# Given records start

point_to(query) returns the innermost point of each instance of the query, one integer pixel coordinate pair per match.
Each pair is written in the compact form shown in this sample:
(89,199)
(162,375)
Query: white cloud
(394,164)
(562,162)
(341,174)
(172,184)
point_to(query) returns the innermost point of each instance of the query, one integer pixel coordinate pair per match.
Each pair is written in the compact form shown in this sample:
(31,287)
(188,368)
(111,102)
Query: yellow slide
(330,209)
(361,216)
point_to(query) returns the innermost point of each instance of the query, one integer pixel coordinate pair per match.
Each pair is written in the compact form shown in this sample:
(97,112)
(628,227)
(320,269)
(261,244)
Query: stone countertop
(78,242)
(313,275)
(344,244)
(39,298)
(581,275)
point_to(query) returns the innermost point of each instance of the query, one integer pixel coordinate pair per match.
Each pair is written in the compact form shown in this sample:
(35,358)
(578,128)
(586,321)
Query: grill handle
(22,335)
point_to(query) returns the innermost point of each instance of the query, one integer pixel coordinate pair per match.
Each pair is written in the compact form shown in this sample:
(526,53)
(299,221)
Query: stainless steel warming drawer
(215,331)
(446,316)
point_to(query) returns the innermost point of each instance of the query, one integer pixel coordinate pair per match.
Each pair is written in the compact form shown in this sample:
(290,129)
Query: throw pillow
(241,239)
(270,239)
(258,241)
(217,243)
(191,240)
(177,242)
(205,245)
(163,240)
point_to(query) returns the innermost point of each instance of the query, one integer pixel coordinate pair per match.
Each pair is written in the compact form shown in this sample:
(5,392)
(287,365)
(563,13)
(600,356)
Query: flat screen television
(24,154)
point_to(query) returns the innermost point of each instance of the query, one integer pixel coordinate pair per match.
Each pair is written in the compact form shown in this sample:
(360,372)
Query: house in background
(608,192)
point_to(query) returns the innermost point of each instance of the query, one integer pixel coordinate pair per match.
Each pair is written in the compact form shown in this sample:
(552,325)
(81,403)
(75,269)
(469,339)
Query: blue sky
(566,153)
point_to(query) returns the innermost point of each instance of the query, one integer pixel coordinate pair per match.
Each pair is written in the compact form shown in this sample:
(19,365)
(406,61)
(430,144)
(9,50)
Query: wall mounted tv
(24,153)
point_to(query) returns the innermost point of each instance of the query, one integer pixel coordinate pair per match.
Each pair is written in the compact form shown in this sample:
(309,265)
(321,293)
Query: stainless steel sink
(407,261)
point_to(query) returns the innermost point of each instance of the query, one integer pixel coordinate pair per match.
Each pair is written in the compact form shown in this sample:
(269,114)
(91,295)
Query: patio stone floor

# Given records end

§ Description of the task: Take the entries above and transcribe them in full.

§ Answer for this exercise:
point_to(query) returns the innermost point of each instance of the query, one integer pixel coordinate pair per match.
Each pair is written in the compact form shown in this sample:
(89,199)
(162,375)
Query: white cloud
(394,164)
(562,162)
(341,174)
(172,184)
point_to(query) returns the innermost point of each instance of the query, one integer pixel coordinate pair per match.
Each pair is written in the compact form shown in this sample:
(31,287)
(188,368)
(111,102)
Query: yellow slide
(330,209)
(361,216)
point_to(query) returns the innermost point of each instance of the query, one integer pixel coordinate pair per match.
Each pair is written in the compact form shown in this sample:
(97,112)
(628,227)
(320,269)
(261,244)
Query: stone countertop
(78,242)
(313,275)
(344,244)
(39,298)
(581,275)
point_to(query) returns the innermost point of each instance of the query, one integer pixel coordinate pair per match.
Each pair is written in the compact form shown in this sample:
(35,358)
(578,128)
(586,321)
Query: grill handle
(22,335)
point_to(query) returns the innermost point of each instance of the query, one integer pixel coordinate pair per match.
Each pair is written in the compact form shown in this sample:
(526,53)
(299,221)
Query: stainless steel warming drawer
(215,331)
(446,316)
point_to(query) returns the innermost point of each instance of the query, one integer pixel coordinate pair per match.
Each pair is written in the compact form shown in this sample:
(290,129)
Query: throw pillow
(241,239)
(270,239)
(258,241)
(217,243)
(191,240)
(177,242)
(205,245)
(163,240)
point_to(query) returns the innermost point of each instance of the query, one integer pixel coordinate pair per match.
Each pair is written in the compact form shown in this sample:
(5,392)
(287,365)
(563,13)
(600,356)
Query: flat screen television
(24,154)
point_to(query) returns the innermost point of each instance of the query, one integer pixel coordinate pair per match.
Each pair is written in the compact form shown in this sample:
(360,372)
Query: house in background
(608,192)
point_to(query) returns the innermost point of each instance of the query, one integer pixel coordinate pair per match.
Each pair is written in the compact form shown in this sample:
(552,325)
(81,403)
(75,269)
(469,339)
Query: blue sky
(566,153)
point_to(query) returns the innermost point of each instance of the query, one integer pixel coordinate pair per match.
Each pair is written in the compact form shown in this sample:
(19,365)
(406,61)
(430,144)
(9,50)
Query: wall mounted tv
(24,153)
point_to(query) returns the innermost point of each instance of the query, one integer pixel coordinate pair per match.
Each pair is written in the compact form shown in this sample:
(309,265)
(321,293)
Query: stainless steel sink
(407,261)
point_to(query) returns the innermost point of each instance of the query, one integer pixel coordinate pair per match.
Each pair is written in the compact form shown in this sample:
(269,114)
(91,295)
Query: patio stone floor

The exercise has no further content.